TASK TO COMPLETE -
Print every line below. Match each one exactly.
[RECORDED INFORMATION — start]
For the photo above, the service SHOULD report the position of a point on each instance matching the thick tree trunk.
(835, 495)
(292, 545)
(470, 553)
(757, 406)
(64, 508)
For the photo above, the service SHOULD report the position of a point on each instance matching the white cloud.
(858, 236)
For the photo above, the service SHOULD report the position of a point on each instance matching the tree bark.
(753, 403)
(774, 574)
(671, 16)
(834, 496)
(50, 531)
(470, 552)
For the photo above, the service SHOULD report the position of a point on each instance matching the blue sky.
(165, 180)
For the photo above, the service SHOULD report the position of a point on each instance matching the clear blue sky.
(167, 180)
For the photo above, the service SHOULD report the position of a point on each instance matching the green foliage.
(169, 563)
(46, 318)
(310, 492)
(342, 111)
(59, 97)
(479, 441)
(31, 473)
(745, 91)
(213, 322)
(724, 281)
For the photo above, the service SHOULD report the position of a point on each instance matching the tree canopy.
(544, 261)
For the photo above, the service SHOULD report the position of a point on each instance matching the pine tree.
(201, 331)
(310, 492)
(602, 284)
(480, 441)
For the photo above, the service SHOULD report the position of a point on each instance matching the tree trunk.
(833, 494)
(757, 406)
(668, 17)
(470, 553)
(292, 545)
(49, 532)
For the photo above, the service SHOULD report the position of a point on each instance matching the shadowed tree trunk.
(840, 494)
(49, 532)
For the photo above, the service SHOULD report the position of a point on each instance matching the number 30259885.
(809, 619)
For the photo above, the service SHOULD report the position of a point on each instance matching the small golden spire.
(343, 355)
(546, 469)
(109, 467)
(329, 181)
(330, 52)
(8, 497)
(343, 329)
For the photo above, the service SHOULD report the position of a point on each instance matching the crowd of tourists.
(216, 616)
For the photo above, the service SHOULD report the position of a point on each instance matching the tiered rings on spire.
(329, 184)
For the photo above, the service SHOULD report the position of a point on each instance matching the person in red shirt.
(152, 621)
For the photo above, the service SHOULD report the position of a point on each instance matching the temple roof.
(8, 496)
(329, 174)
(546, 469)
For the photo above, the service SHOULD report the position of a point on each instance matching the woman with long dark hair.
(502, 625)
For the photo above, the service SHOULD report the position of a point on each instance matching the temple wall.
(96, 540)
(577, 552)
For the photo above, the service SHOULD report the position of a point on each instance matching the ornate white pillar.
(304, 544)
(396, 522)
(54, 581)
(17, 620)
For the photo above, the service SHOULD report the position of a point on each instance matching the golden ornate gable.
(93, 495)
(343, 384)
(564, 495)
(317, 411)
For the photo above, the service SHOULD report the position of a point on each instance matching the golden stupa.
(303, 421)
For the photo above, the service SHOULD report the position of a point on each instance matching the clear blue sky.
[RECORDED INFORMATION — finish]
RESULT FOR THIS TASK -
For the photo above, the service SHOULD report the position of a point on each instance matching the thick tree trunk.
(835, 495)
(292, 545)
(470, 553)
(757, 406)
(64, 508)
For the photo above, the service SHOULD report the position of a point on each instance matching the white cloud.
(858, 236)
For the photo above, the service SHOULD report the position of a point on each instance matching the tree bark.
(753, 403)
(774, 574)
(671, 16)
(834, 496)
(50, 531)
(470, 552)
For the photo above, the service SHOULD report the position of a point on each instance matching the blue sky.
(165, 180)
For the photo above, the service SHOULD report the position of a point on each instance matching the clear blue sky.
(167, 180)
For the photo above, the service SHOULD report the position of a point on each instance matching the green foliage.
(169, 563)
(46, 318)
(310, 492)
(342, 111)
(59, 97)
(479, 441)
(31, 473)
(745, 91)
(213, 322)
(724, 281)
For the photo above, the service SHOULD report the position of a point on each instance matching the tree canopy.
(544, 261)
For the photo above, the service SHOULD report the position of a point on each instance matching the pine tree.
(201, 331)
(310, 492)
(602, 284)
(480, 441)
For the photo above, the service SHOULD report the position of a point on each instance matching the tree trunk.
(833, 494)
(757, 406)
(668, 17)
(470, 553)
(292, 545)
(49, 532)
For the photo above, the service SHOULD report the position of a point on each instance matching the shadowed tree trunk.
(840, 494)
(49, 532)
For the photo above, the service SHOULD report the position of a point on each instance matching the number 30259885.
(809, 619)
For the photo above, the service SHOULD report the position of a point on each instance matching the small golden spire.
(343, 355)
(546, 469)
(109, 467)
(329, 181)
(330, 52)
(8, 497)
(343, 329)
For the photo above, the service SHOULD report the position of a point on each instance matching the crowd of tourists.
(216, 616)
For the photo above, the service SHOULD report the position of a point on each instance matching the tiered rings on spire.
(329, 184)
For the photo above, the service SHOULD report the position of a point on each instance matching the person in red shirt.
(152, 621)
For the photo above, the service SHOULD report the position of a point on each instance matching the temple roof.
(8, 496)
(329, 174)
(546, 469)
For the photo above, the service SHOULD report the position of a point on each instance matching the woman with long dark hair.
(502, 625)
For the photo above, the service SHOULD report the position of a point on each instance matching the temple wall.
(96, 540)
(577, 552)
For the photo above, the service SHOULD report the position of a point on each instance matching the ornate white pillar.
(304, 544)
(396, 522)
(54, 581)
(17, 620)
For the photo above, the service SHOULD report the position of a point on each instance matching the golden ornate gable.
(93, 495)
(343, 384)
(564, 495)
(317, 411)
For the photo above, the service SHOULD report the position of a point on each instance matching the golden stupa.
(303, 421)
For the photo above, the service SHOULD report the position of a point on each instance matching the clear blue sky.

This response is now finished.